■ Task list ■
1) In the R plotting notes below, which function is called the ggplot2 version of plot()?
2) List every package that the R plotting notes load with the library() function.
3) Rewrite the R plotting notes from "Each has its" to "and axis labels.", replacing "users" with "readers".

■ Text to read ■
....................

# R Markdown

**DO NOT CHANGE THE RUNTIME BECAUSE YOU WON'T BE ABLE TO CHANGE IT BACK!**

In [None]:
#@title Run this segment first { display-mode: "form" }
install.packages("gcookbook")
install.packages("doParallel")
install.packages("plyr")
library(plyr)
library(datasets)
library(lubridate)
library(ggplot2)
library(gcookbook)

# Graphics

There are three plotting systems in R
* base
  * Convenient, but hard to adjust after the plot is created
* lattice
  * Good for creating conditioning plot
* ggplot2
  * Powerful and flexible, many tunable feature, may require some time to master


Each has its pros and cons, so it is up to the users which one to choose.

## base

A few functions are avaible in the base plot systems
* `plot()`: line and scatter plots
* `boxplot()`: box plots
* `hist()`: histograms

A quick scatter plot example with the base plot system.

In [None]:
# Create the plot with title and axis labels.
plot(pressure,type="l",
     main="Vapor Pressure of Mercury",
     xlab="Temperature", 
     ylab="Vapor Pressure")
# Add points
points(pressure,col='red') 
# Add annotation
text(150,700,"Source: Weast, R. C., ed. (1973) Handbook \n
     of Chemistry and Physics. CRC Press.")

## ggplot2

The `qplot()` function is the ggplot2 version of `plot()`.

In [None]:
qplot(weightLb, heightIn, data=heightweight, geom="point")

The `ggplot()` function is the main function in the ggplot2 package.

....................

■ Records shown ■
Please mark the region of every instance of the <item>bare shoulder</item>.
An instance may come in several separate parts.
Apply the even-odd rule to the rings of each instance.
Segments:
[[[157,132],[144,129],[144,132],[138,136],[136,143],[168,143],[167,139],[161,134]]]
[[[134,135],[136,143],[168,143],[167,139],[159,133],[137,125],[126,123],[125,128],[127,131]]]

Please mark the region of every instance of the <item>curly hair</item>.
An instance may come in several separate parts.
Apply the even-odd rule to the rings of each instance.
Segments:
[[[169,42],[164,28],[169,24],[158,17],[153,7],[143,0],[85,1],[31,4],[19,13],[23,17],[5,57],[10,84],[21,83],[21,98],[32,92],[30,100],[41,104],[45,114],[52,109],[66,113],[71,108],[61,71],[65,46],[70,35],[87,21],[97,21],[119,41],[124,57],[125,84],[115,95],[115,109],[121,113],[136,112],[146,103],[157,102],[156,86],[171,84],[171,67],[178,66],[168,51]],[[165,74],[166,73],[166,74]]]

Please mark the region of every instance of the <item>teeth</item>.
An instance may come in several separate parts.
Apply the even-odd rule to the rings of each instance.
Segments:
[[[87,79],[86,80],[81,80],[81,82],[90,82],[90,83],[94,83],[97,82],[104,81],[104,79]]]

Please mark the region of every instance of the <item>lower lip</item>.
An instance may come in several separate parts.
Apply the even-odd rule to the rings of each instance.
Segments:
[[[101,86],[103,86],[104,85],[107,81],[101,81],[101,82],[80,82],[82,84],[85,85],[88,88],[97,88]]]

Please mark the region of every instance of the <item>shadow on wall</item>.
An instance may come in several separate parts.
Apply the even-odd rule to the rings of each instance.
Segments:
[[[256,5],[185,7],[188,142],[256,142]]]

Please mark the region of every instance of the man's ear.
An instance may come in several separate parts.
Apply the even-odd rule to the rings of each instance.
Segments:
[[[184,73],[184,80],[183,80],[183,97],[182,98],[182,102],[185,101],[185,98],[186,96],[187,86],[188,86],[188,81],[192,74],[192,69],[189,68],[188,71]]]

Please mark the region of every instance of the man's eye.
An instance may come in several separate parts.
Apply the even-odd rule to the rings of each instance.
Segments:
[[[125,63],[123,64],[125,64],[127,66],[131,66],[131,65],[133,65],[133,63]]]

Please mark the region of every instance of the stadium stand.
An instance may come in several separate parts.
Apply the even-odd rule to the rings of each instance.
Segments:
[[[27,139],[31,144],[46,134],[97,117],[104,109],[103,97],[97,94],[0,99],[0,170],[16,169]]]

....................

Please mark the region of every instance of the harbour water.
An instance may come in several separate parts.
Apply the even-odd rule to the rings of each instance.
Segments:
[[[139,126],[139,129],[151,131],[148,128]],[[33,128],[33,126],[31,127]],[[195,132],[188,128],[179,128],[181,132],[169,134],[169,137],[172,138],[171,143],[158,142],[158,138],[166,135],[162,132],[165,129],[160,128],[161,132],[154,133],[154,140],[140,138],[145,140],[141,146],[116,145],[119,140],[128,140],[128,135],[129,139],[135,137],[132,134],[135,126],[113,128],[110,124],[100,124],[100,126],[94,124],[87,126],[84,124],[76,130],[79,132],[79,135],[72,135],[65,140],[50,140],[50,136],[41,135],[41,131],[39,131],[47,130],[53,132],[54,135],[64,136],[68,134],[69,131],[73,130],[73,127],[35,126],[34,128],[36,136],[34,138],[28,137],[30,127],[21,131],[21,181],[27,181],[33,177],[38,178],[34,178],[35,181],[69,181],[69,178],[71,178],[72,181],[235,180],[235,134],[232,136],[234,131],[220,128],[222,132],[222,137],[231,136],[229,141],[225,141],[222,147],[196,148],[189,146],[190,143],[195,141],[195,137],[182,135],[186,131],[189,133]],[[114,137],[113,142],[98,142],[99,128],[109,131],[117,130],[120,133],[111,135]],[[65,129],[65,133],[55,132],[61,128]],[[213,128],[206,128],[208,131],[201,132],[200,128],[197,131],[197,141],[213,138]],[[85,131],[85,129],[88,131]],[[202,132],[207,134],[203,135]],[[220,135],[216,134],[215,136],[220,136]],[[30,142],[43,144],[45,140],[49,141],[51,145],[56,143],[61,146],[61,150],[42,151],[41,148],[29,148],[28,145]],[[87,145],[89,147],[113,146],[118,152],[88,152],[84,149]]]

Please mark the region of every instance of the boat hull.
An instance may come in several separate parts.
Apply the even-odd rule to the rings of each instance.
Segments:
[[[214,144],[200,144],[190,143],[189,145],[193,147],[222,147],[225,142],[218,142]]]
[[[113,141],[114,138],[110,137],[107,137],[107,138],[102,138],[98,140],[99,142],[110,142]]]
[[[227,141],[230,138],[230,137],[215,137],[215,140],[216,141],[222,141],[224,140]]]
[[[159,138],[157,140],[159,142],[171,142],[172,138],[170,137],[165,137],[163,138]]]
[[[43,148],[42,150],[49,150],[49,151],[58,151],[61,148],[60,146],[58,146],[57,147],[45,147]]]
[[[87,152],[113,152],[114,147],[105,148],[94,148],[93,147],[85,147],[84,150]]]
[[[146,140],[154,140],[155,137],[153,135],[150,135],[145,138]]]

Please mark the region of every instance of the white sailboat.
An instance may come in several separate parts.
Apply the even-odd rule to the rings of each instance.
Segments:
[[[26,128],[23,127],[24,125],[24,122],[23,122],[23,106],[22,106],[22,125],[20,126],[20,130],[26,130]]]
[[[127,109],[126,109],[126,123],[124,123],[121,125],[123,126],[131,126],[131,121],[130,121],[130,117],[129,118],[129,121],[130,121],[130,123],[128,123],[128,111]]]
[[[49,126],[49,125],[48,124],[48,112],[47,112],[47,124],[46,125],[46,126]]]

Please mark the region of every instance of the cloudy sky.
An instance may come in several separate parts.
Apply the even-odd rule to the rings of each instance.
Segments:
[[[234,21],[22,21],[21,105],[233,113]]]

....................

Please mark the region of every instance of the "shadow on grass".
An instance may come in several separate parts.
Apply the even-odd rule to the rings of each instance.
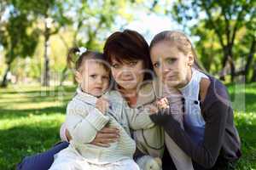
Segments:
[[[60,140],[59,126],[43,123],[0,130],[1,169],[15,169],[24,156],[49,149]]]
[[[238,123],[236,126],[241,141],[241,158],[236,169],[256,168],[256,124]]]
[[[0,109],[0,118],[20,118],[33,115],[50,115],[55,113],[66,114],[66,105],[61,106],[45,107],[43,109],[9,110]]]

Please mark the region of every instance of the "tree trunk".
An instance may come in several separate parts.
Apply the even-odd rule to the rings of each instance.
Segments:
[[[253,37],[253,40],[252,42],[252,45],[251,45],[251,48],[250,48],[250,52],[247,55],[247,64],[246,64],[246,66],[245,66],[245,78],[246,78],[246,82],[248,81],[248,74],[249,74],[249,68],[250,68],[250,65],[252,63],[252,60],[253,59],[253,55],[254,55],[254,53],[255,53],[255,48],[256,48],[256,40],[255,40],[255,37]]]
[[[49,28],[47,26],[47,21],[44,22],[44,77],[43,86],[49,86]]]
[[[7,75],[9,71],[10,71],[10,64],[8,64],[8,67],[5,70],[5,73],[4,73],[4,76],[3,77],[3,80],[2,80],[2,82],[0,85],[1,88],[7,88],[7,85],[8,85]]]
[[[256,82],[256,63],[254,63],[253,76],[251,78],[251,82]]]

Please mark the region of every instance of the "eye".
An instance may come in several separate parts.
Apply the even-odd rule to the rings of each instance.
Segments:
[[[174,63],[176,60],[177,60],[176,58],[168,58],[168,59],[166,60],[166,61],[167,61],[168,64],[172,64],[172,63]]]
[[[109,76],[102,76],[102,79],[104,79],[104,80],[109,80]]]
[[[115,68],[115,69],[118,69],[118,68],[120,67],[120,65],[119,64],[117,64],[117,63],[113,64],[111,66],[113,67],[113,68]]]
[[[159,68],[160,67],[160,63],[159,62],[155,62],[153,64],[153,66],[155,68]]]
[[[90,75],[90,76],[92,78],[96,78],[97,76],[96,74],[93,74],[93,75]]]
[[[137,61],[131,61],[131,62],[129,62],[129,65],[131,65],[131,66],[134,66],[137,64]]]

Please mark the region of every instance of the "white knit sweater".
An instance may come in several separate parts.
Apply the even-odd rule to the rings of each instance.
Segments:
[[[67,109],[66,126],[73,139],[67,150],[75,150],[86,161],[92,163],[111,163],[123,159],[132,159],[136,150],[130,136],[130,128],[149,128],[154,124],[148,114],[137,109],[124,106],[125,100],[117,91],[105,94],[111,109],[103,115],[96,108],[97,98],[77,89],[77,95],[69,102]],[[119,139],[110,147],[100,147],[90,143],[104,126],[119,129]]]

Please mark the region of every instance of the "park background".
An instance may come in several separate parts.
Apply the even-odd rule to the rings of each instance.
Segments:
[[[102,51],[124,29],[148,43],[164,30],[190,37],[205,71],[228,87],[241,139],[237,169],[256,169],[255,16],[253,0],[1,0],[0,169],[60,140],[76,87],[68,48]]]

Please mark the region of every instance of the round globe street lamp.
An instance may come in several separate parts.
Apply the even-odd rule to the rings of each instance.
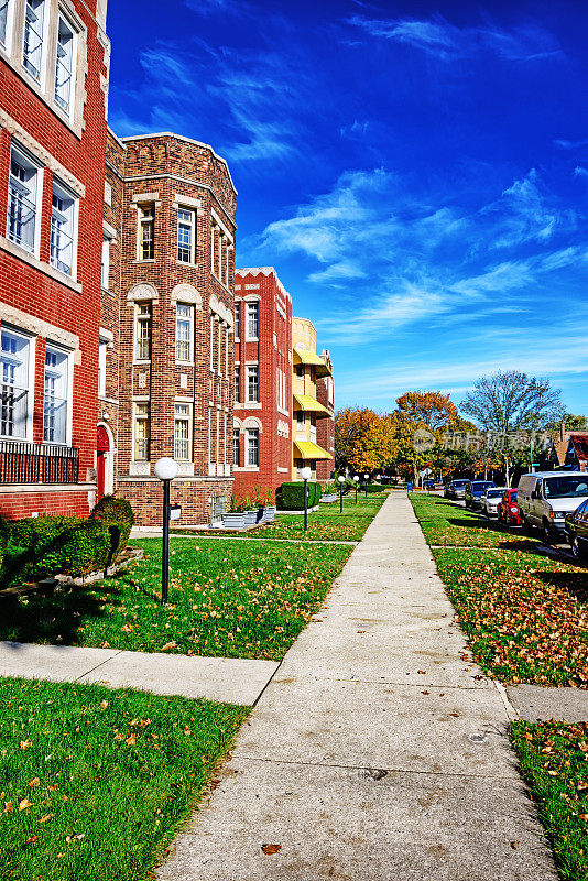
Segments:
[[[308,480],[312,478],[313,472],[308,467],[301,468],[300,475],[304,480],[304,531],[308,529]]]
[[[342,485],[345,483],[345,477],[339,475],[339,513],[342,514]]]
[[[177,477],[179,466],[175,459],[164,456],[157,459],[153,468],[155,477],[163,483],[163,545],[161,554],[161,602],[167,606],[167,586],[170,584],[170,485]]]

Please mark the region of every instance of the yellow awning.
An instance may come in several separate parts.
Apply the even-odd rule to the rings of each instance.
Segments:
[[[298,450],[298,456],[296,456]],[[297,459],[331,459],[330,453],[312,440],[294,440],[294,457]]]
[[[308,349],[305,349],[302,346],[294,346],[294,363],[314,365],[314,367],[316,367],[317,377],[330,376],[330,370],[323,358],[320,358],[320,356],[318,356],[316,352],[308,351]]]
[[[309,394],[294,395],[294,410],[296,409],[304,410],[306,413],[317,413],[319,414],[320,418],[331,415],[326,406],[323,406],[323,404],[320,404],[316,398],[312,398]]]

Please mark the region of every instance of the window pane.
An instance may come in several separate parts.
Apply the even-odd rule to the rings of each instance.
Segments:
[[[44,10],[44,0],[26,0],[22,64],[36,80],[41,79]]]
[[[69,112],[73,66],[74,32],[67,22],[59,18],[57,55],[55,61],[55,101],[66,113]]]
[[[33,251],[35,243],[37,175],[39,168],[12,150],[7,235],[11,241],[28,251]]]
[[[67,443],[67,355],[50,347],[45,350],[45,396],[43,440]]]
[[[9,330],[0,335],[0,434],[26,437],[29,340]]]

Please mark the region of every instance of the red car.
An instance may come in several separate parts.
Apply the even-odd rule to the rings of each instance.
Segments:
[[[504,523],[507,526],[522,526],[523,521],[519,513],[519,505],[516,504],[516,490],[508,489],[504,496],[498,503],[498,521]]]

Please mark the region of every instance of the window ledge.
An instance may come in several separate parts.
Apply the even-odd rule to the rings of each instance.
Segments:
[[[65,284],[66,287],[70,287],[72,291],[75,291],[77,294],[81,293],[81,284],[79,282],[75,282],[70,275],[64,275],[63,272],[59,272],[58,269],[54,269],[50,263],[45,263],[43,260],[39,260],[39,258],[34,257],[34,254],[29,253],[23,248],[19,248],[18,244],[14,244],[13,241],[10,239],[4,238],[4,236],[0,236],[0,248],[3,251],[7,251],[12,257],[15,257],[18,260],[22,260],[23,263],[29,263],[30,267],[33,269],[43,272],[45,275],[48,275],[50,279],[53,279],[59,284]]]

....................

■ Final results ■
1) The qplot() function.

2) plyr, datasets, lubridate, ggplot2, gcookbook

3)
Each has its pros and cons, so it is up to the readers which one to choose.

## base

A few functions are avaible in the base plot systems
* `plot()`: line and scatter plots
* `boxplot()`: box plots
* `hist()`: histograms

A quick scatter plot example with the base plot system.

In [None]:
# Create the plot with title and axis labels.